TASK REQUIREMENTS -
Go through the data and copy each line where the word "head" shows up.

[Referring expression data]
========================

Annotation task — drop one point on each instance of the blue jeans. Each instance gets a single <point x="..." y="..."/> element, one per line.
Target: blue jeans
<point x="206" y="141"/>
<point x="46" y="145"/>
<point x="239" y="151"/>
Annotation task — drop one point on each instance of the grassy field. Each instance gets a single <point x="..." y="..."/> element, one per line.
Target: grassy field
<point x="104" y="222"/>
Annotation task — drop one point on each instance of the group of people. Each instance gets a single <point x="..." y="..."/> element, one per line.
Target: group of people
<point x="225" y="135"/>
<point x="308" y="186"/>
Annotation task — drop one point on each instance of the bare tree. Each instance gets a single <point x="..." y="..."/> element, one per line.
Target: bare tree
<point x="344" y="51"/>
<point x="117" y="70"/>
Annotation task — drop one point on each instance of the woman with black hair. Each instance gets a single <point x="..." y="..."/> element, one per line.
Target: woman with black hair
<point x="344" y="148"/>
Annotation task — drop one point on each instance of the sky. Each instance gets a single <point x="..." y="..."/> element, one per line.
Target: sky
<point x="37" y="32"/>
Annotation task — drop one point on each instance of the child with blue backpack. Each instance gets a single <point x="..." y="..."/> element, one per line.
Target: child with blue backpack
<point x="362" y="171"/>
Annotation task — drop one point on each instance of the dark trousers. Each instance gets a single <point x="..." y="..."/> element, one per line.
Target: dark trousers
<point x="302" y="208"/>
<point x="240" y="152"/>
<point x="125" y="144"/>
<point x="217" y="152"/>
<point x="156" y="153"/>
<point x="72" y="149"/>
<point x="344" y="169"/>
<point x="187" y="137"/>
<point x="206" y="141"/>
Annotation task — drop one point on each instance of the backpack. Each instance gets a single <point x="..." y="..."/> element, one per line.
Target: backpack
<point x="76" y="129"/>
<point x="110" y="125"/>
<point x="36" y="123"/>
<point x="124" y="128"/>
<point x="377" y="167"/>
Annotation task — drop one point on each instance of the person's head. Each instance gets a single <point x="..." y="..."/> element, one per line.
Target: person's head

========================

SOLUTION FOR THIS TASK -
Annotation task — drop one point on each instance of the person's head. Each instance gets a single <point x="..." y="..."/> element, one per line.
Target: person's head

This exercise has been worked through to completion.